**EXCERPT**
The broad-minded should find plenty to appreciate.

Canadian singer/songwriter Carl Dixon is living proof that you never quite know what fate has in store for you. Having been in the right place at the right time, he’s been a member of three classic bands in his native country: Coney Hatch, The Guess Who and April Wine. Then in April 2008, in Australia, he found himself in exactly the wrong place when his car was involved in an almost fatal head-on collision. The medics on the scene didn’t think he’d pull through and after several days in a coma the original prognosis was possible brain damage, arm and leg amputation and total blindness, not to mention the external and internal injuries and broken bones.

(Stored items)
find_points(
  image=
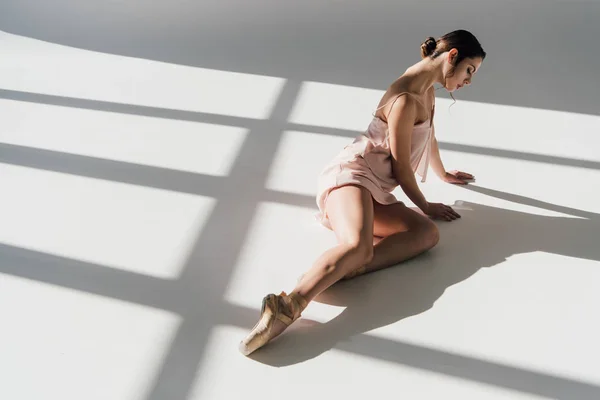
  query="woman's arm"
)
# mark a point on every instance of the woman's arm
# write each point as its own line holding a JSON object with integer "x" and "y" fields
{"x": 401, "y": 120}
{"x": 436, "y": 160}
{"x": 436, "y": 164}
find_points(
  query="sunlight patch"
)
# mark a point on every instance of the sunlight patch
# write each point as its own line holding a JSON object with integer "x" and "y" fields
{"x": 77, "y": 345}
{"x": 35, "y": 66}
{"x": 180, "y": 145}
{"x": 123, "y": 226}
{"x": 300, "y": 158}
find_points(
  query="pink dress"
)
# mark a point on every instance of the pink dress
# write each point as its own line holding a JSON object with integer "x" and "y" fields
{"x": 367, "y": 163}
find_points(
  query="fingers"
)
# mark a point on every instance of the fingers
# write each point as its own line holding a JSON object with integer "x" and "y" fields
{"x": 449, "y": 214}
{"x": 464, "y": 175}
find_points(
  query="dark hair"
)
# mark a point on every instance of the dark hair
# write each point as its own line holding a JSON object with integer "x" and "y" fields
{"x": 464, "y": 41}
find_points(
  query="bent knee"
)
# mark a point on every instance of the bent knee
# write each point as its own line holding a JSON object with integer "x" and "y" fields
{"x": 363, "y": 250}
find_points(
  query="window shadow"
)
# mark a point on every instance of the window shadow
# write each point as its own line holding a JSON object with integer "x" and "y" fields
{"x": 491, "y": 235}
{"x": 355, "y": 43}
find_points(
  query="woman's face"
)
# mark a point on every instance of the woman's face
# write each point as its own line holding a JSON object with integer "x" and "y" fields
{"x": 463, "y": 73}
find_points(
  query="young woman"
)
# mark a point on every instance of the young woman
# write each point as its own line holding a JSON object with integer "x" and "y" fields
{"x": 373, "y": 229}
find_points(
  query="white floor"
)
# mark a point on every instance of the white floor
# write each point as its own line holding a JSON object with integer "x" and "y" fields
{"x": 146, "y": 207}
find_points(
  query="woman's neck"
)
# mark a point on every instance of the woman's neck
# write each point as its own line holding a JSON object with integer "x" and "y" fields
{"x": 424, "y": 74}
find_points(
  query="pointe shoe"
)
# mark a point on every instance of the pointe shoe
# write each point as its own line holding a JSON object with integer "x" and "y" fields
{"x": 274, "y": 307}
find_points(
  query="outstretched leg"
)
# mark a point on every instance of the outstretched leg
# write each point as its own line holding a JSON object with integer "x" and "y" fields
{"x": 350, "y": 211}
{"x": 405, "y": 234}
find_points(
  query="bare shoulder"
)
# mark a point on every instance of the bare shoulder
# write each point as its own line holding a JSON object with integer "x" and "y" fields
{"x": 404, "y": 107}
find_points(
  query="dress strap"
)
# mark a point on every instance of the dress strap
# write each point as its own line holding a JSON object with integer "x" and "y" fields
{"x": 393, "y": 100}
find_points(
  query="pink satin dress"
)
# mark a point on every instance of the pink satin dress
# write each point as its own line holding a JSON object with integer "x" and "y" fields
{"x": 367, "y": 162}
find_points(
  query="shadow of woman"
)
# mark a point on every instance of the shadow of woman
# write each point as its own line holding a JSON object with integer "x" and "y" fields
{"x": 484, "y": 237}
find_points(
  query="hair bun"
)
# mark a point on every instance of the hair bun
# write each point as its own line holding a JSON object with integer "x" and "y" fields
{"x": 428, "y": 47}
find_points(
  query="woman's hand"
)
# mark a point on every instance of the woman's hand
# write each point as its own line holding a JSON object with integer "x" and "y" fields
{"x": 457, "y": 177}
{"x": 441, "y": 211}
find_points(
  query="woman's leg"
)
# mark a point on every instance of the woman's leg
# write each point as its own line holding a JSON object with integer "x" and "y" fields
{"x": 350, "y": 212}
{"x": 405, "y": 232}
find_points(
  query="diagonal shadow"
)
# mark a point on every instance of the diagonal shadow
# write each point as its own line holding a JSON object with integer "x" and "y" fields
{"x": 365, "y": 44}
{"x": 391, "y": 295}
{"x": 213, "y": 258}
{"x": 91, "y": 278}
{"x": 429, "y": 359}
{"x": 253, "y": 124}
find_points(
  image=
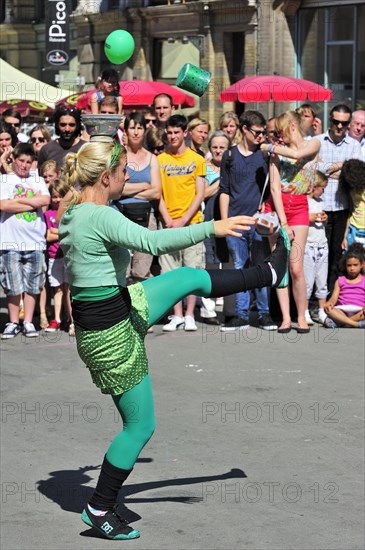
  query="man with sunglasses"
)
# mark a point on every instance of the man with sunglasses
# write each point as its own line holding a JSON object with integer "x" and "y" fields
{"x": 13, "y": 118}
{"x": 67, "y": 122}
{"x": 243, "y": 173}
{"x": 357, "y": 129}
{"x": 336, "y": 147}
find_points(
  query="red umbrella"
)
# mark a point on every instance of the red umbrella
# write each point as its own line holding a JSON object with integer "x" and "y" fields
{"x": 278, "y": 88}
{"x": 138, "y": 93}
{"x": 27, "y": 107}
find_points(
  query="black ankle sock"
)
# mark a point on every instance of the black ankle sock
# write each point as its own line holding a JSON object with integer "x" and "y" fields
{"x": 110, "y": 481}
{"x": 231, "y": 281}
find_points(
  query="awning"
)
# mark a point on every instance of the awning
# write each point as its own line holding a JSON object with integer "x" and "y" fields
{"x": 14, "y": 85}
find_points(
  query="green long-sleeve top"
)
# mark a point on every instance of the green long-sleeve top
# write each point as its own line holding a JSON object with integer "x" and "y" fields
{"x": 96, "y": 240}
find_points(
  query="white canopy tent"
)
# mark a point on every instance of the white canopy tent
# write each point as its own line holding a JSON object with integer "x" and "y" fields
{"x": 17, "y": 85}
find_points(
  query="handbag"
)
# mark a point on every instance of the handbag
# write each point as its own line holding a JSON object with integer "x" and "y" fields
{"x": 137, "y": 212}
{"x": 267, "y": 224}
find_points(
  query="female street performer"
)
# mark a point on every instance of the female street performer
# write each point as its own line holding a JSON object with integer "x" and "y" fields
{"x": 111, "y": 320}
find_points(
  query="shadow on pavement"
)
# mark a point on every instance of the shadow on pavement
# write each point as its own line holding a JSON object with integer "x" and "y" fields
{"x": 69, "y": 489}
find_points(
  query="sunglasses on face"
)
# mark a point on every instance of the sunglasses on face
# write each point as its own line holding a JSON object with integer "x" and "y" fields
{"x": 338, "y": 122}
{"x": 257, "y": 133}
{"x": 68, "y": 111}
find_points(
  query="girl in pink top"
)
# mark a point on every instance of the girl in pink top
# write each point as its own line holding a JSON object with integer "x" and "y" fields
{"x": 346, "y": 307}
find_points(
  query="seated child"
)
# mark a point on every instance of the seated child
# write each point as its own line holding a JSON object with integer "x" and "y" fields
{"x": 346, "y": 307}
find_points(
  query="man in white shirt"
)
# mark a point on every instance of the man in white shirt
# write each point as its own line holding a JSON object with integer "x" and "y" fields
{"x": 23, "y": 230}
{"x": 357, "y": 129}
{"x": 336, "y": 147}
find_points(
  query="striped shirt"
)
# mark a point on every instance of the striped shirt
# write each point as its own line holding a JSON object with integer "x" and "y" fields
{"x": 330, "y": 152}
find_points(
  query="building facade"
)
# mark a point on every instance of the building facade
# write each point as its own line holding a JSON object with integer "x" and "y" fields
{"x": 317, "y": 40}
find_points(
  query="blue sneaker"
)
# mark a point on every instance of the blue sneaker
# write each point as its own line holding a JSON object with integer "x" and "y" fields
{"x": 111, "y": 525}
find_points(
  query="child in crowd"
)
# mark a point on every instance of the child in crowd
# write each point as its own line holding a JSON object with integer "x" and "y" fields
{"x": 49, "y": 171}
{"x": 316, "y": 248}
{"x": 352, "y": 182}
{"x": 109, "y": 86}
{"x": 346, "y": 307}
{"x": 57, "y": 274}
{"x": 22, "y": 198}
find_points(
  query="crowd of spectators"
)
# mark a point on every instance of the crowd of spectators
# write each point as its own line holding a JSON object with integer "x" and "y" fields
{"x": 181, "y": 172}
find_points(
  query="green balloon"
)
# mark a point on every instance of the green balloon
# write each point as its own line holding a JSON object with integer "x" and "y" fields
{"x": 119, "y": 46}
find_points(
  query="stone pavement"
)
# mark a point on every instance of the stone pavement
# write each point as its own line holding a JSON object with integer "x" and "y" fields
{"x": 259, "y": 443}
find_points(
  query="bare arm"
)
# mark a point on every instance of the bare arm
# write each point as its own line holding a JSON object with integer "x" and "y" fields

**TASK ITEM**
Reproduce the Carl Dixon passage word for word, starting at "The broad-minded should" and ending at "and broken bones.". This data was drawn from a separate source unrelated to the Carl Dixon passage.

**RESULT FOR THIS TASK**
The broad-minded should find plenty to appreciate.

Canadian singer/songwriter Carl Dixon is living proof that you never quite know what fate has in store for you. Having been in the right place at the right time, he’s been a member of three classic bands in his native country: Coney Hatch, The Guess Who and April Wine. Then in April 2008, in Australia, he found himself in exactly the wrong place when his car was involved in an almost fatal head-on collision. The medics on the scene didn’t think he’d pull through and after several days in a coma the original prognosis was possible brain damage, arm and leg amputation and total blindness, not to mention the external and internal injuries and broken bones.